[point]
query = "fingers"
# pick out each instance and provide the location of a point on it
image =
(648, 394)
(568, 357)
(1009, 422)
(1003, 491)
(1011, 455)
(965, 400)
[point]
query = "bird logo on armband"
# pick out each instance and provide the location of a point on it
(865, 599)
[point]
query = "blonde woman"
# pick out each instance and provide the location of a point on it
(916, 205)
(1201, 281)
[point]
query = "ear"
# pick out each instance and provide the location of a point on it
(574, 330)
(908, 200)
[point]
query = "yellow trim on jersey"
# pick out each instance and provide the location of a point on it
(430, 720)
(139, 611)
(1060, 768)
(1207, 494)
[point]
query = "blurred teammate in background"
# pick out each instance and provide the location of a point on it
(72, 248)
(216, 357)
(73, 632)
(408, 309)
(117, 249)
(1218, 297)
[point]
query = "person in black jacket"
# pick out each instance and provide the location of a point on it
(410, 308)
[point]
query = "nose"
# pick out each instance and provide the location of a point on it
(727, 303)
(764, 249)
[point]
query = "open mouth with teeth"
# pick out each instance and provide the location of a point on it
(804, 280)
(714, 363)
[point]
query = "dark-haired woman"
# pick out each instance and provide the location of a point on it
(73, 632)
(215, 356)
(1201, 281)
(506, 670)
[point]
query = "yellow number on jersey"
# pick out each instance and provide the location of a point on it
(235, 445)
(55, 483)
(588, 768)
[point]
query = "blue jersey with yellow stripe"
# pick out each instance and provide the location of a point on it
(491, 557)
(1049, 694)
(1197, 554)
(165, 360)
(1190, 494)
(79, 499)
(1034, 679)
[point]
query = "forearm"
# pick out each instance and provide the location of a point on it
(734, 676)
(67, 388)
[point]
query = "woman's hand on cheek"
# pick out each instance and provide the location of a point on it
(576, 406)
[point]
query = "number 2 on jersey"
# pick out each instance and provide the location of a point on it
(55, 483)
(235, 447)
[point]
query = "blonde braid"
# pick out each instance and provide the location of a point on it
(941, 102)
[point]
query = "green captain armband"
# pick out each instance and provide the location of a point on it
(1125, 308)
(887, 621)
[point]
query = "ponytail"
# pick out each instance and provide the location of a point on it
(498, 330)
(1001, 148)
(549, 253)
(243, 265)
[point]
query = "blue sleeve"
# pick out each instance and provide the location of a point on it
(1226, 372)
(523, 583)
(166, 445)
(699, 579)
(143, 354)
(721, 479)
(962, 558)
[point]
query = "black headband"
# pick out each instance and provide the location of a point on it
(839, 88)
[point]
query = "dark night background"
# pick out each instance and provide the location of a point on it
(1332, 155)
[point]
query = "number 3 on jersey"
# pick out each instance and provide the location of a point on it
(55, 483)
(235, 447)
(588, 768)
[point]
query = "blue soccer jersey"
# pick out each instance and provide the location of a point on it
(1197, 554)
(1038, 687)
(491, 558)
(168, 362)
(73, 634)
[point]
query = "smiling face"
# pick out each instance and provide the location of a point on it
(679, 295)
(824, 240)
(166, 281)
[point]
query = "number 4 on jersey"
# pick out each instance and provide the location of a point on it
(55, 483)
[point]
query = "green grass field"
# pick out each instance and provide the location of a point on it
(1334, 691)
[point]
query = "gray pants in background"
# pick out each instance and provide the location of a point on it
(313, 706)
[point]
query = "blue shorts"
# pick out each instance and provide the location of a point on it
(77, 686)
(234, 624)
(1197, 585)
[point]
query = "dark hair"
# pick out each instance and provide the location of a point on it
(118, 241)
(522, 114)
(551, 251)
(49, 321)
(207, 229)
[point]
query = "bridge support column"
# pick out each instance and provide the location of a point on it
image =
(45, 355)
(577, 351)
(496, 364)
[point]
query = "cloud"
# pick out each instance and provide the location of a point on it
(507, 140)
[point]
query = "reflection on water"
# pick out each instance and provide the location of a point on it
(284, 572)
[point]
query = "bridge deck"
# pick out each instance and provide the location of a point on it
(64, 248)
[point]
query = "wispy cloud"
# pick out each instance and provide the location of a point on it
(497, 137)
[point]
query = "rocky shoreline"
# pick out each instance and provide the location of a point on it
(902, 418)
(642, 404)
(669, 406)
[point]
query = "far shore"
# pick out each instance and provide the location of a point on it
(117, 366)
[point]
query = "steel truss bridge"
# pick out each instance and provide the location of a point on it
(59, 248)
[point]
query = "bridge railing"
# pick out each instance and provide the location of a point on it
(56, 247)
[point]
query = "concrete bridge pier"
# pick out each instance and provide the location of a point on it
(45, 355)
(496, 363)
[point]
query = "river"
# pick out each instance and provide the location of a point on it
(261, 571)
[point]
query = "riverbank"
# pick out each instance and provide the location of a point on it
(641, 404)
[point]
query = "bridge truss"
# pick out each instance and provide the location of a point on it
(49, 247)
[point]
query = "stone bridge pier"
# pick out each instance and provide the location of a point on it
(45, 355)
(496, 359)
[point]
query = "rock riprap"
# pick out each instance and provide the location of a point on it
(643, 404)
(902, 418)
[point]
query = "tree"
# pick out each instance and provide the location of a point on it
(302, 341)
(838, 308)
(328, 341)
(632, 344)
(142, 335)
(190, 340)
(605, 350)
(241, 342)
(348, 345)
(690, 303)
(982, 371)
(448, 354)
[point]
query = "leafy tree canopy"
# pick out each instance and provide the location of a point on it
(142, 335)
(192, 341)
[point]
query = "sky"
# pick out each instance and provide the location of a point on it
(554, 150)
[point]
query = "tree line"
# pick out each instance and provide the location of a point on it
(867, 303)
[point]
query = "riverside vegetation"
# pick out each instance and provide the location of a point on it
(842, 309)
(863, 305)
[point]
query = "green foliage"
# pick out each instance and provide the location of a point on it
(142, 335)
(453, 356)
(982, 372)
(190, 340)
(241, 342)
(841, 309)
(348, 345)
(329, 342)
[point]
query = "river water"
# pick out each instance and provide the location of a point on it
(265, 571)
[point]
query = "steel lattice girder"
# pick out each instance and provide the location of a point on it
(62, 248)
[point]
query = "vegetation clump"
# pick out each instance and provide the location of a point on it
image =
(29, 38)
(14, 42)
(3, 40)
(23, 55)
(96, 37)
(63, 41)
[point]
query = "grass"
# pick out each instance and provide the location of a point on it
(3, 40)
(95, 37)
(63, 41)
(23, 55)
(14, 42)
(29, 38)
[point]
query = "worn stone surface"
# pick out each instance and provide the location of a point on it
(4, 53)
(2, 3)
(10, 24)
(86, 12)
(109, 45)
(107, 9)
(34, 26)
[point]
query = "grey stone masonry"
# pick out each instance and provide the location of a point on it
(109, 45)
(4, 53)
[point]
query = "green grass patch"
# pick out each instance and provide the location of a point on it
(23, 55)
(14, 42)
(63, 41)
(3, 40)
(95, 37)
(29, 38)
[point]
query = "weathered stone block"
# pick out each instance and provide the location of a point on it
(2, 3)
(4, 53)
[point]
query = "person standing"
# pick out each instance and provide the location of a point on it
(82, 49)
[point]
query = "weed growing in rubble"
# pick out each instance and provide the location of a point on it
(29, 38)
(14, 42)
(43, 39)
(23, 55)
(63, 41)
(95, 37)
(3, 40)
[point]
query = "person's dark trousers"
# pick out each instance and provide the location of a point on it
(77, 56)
###
EXERCISE GOAL :: Please quote the data above in full, with no line missing.

TASK OUTPUT ::
[point]
query = "fingers"
# pick out each instance and provide the location of a point on it
image =
(648, 394)
(568, 357)
(1009, 422)
(1003, 491)
(1011, 455)
(965, 400)
[point]
query = "bird logo on armband"
# pick out each instance and provide the location of a point on it
(865, 599)
[point]
query = "blonde woman"
# pick out each instance and provide the location of a point on it
(916, 205)
(1201, 281)
[point]
query = "ear"
# pick out each instance and provide the location of a point on it
(574, 330)
(908, 200)
[point]
query = "yellow trim on jersey"
# pick out each instance and provide the location of a point on it
(430, 720)
(139, 611)
(1060, 768)
(1207, 494)
[point]
query = "blurred teammate in background"
# pick out each instance and provide the location of a point on it
(72, 248)
(216, 357)
(73, 632)
(408, 309)
(117, 249)
(1218, 297)
[point]
query = "person in black jacket"
# pick out each instance and provide the location of a point on it
(410, 308)
[point]
query = "nose"
# pick out each instance and provide the location of a point on it
(727, 303)
(764, 249)
[point]
query = "open mouth with teeth"
# pick out each instance and provide the location of a point on it
(804, 280)
(714, 363)
[point]
query = "dark-haired woman"
# pick out each instance and provide the location of a point on it
(73, 632)
(215, 356)
(1201, 281)
(506, 670)
[point]
query = "yellow number on jersey"
# pick out each instance and provide the location of a point on it
(235, 445)
(55, 483)
(588, 768)
[point]
query = "blue jersey with yellow stripe"
# pick out each instance and provide the location of a point on it
(491, 557)
(1049, 694)
(1197, 554)
(165, 360)
(1190, 494)
(79, 499)
(1034, 679)
[point]
query = "forearm"
# pick out each instance and provide the location of a point on it
(734, 676)
(67, 388)
[point]
query = "woman's hand on cheek"
# pick out each instance and provide the location of a point on it
(576, 406)
[point]
query = "number 2 on jersey"
# pick out each instance and provide the location of a point on it
(55, 483)
(235, 447)
[point]
query = "blonde braid"
# pick out each instance and provide the location of a point on it
(941, 102)
[point]
query = "green captain armband"
# pick out each instance and provide the location of a point on it
(1125, 308)
(887, 621)
[point]
query = "ponytail"
# pick out each instance and provide the location of a point on it
(498, 330)
(1001, 148)
(549, 253)
(243, 265)
[point]
query = "blue sleeve"
# pick out each instance and provide the location of a point on it
(1226, 372)
(523, 583)
(166, 445)
(699, 579)
(143, 354)
(721, 479)
(962, 558)
[point]
query = "black headband"
# pick out each instance and provide the location of a point on it
(839, 88)
[point]
query = "dark night background"
# pick out each instance and provide the location of a point on it
(1332, 155)
[point]
query = "number 3 on jersey"
# pick out each instance and provide the location of a point on it
(55, 483)
(235, 447)
(588, 768)
[point]
query = "blue soccer jersey"
# pick out each instance and provide the location of a point on it
(1197, 554)
(1038, 687)
(491, 558)
(168, 362)
(73, 634)
[point]
query = "smiling face"
# pick out each instance and provide the location of a point on it
(679, 295)
(824, 240)
(166, 281)
[point]
query = "number 4 on jersey"
# pick out each instance and provide the location of a point on it
(55, 483)
[point]
query = "green grass field"
# pick out each instance and provide the location of a point on it
(1334, 691)
[point]
query = "gray pants in background"
# pick out each instance and provide the location of a point on it
(313, 706)
[point]
query = "blue shorts"
# pick out each instance and provide the location of a point on it
(77, 686)
(234, 624)
(1197, 585)
[point]
query = "dark hair"
# pick out each instance and provide the location of a point on it
(118, 241)
(522, 114)
(551, 251)
(49, 321)
(207, 229)
[point]
query = "bridge support column"
# pick out each instance and provide the location of a point on it
image =
(45, 355)
(577, 351)
(496, 364)
[point]
query = "cloud"
# pick out each instance and provide the location of a point on it
(507, 140)
[point]
query = "reflection on water"
# pick out each instance and provide the location of a point on it
(284, 572)
[point]
query = "bridge deck"
# pick out each instance and provide the location of a point on it
(64, 248)
[point]
query = "wispy cloud"
# pick out each instance and provide the location of a point on it
(497, 137)
[point]
query = "rocky shoreline"
# pick out each instance and provide the location of a point on it
(902, 418)
(642, 404)
(669, 406)
[point]
query = "far shore"
# pick out each instance and provide the location of a point on it
(117, 366)
[point]
query = "steel truss bridge"
# pick out each instance and provide the location of a point on it
(59, 248)
[point]
query = "bridge railing"
# pick out each instance and provide the location of a point on it
(56, 247)
[point]
query = "concrete bridge pier"
# pick out each instance and provide the location of a point on it
(45, 355)
(496, 363)
[point]
query = "river"
# pick out each instance and provide the location of a point on it
(261, 571)
[point]
query = "riverbank"
# pick out each instance and provide the location of a point on it
(641, 404)
[point]
query = "bridge truss"
# pick out each instance and provide the location of a point on it
(49, 247)
[point]
query = "stone bridge pier"
# pick out each instance and provide the location of a point on it
(45, 355)
(496, 359)
[point]
query = "rock riprap"
# pick out each instance and provide the location of a point on it
(643, 404)
(902, 418)
[point]
query = "tree"
# pick out each instance and provide the location of a point on it
(302, 341)
(838, 308)
(328, 341)
(632, 344)
(142, 335)
(190, 340)
(605, 350)
(241, 342)
(348, 345)
(690, 303)
(982, 371)
(448, 354)
[point]
query = "leafy tree canopy"
# pick out each instance and provide the location of a point on it
(142, 335)
(192, 341)
[point]
query = "sky"
# pick out each instance and provide the location of a point on it
(554, 150)
[point]
query = "tree line"
# pick out each instance and provide the location of a point on it
(867, 303)
[point]
query = "riverside vegetation"
# pick out each instance and provide the location of a point on it
(842, 309)
(863, 305)
[point]
query = "green foliage"
# pick out each instance and provide the location of a point on it
(142, 335)
(453, 356)
(982, 372)
(190, 340)
(241, 342)
(841, 309)
(348, 345)
(329, 342)
[point]
query = "river water"
# pick out each instance and provide the location of a point on it
(265, 571)
[point]
query = "steel lattice girder"
# pick out each instance and provide the location of a point on it
(62, 248)
[point]
query = "vegetation clump"
# pick out each instance and provide the location of a point on it
image =
(29, 38)
(14, 42)
(3, 40)
(23, 55)
(96, 37)
(63, 41)
[point]
query = "grass"
# pick out each instance and provide the location of a point on it
(3, 40)
(95, 37)
(63, 41)
(23, 55)
(14, 42)
(29, 38)
[point]
query = "worn stone surface"
# pick out each instance and provide the location of a point on it
(4, 53)
(2, 3)
(10, 24)
(86, 12)
(109, 45)
(107, 9)
(34, 26)
[point]
query = "grey stone masonry"
# pick out each instance and provide the location of a point on it
(109, 45)
(4, 53)
[point]
query = "green grass patch"
# pick out each instance and provide the location of a point on it
(23, 55)
(14, 42)
(63, 41)
(3, 40)
(95, 37)
(29, 38)
[point]
query = "weathered stone block"
# pick out each instance and provide the location of a point on it
(2, 3)
(4, 53)
[point]
query = "person standing"
# pick out each instance and provide the location of a point on it
(82, 49)
[point]
query = "weed growing in rubble"
# pick out each instance and provide the location of a point on it
(29, 38)
(14, 42)
(43, 39)
(23, 55)
(63, 41)
(95, 37)
(3, 40)
[point]
query = "person's dark trousers"
# pick out each instance and provide the location of a point on it
(77, 56)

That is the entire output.